• Document passage:
As I started the climb, I began to feel sick. Bloody Mars Bar! I had to take a seat for 5 mins and give my body time to digest all this food. It was a good idea in the end, as I started running shortly after and felt fuelled through the whole of the Lairig Mor. I love this section of the run and the views were incredible. I knew that when I reached Lundavra checkpoint (35miles), I was due some sympathy and hugs as Noanie put it and this would mean 7 miles to go, 3 of which were completely downhill! Nae sympathy or hugs given, just a swig of Water and off I went, feeling positive.
I ran all of the downhill sections with a spring in my step and Fort William was in my sight. As I ran downhill, I was thinking about our previous training run and knew the finish was close. But! At the bottom of this section, there was marshall and aluminous arrow pointing up this massive hill. I reckon it was another mile of climbing before a sharp descent to the Lochaber Leisure centre where the finish line awaited!

Contour labeling entries
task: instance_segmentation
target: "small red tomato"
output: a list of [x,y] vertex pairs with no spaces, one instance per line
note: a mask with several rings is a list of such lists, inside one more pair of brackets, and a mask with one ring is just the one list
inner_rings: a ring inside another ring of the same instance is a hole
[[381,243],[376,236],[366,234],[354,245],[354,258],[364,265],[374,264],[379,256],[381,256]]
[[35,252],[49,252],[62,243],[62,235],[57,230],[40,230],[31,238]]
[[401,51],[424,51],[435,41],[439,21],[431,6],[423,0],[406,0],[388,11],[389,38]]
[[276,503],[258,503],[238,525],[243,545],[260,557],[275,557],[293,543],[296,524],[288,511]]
--
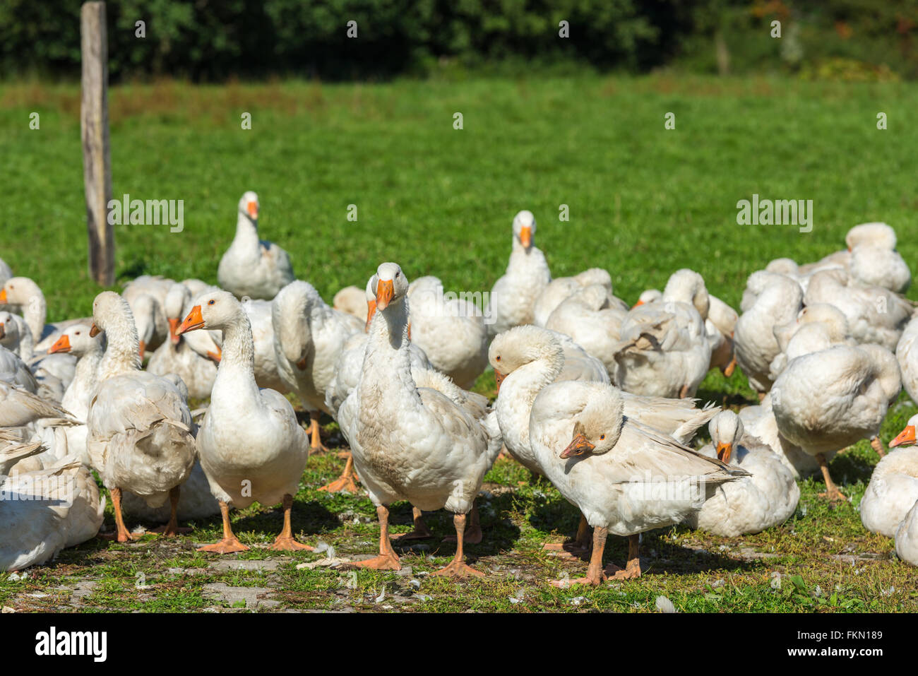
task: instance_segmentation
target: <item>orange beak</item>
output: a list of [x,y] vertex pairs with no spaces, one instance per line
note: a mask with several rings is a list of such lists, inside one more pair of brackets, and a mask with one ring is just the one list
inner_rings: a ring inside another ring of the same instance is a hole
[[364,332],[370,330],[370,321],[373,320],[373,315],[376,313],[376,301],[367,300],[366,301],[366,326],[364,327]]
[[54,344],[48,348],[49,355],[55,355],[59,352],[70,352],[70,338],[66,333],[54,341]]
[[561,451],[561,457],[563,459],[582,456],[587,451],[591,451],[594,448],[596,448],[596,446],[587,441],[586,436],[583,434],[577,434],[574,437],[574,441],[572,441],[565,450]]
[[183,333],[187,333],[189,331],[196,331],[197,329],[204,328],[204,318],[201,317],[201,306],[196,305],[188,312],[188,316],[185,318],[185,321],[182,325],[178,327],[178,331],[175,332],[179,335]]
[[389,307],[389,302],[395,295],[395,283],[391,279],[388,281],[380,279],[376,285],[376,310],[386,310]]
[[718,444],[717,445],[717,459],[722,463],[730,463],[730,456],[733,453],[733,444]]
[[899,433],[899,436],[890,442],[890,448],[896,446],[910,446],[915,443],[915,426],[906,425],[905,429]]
* * *
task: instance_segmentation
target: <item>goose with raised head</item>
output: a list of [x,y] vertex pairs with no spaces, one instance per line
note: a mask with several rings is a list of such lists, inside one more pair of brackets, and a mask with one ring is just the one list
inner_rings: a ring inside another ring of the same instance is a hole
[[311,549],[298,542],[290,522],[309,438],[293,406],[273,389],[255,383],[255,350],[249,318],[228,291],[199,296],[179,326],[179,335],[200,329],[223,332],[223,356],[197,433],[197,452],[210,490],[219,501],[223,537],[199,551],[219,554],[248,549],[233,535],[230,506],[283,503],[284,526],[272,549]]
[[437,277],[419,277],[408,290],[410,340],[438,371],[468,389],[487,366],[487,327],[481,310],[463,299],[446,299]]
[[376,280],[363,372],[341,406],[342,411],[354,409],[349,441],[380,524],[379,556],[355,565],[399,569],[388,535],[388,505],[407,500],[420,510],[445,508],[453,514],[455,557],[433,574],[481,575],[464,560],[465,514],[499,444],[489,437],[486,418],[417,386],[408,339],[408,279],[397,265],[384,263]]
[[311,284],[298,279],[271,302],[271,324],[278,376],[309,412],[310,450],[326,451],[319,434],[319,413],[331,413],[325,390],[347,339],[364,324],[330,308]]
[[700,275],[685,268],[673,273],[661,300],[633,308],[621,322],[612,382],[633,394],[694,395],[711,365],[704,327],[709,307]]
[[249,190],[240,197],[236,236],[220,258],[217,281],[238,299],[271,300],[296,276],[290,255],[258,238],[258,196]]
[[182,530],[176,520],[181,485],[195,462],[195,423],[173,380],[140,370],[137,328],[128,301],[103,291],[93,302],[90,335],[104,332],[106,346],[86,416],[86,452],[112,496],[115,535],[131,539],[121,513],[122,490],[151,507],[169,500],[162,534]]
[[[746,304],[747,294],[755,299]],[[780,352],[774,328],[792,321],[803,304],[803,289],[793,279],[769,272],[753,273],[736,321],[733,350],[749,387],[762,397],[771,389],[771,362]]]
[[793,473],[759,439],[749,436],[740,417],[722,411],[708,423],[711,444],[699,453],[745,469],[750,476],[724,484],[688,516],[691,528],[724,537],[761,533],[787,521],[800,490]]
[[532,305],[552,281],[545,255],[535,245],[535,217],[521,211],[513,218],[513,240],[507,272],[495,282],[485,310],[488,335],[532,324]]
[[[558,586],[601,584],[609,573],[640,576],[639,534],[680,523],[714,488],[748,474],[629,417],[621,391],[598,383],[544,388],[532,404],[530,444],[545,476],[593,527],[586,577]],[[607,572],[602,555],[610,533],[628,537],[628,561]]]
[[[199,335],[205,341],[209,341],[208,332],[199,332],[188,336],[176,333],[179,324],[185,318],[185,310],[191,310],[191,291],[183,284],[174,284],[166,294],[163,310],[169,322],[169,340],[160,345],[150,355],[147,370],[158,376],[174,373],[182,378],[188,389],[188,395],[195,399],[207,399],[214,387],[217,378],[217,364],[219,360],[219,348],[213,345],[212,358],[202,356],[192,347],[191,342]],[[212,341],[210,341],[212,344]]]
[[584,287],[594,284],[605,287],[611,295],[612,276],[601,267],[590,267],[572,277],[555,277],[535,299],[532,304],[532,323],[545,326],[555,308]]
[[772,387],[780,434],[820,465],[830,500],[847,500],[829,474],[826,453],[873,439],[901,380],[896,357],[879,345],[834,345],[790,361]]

• Problem:
List every named place that the running account above mentions.

• Exercise solution:
Lairig Mor, Lundavra checkpoint, Fort William, Lochaber Leisure centre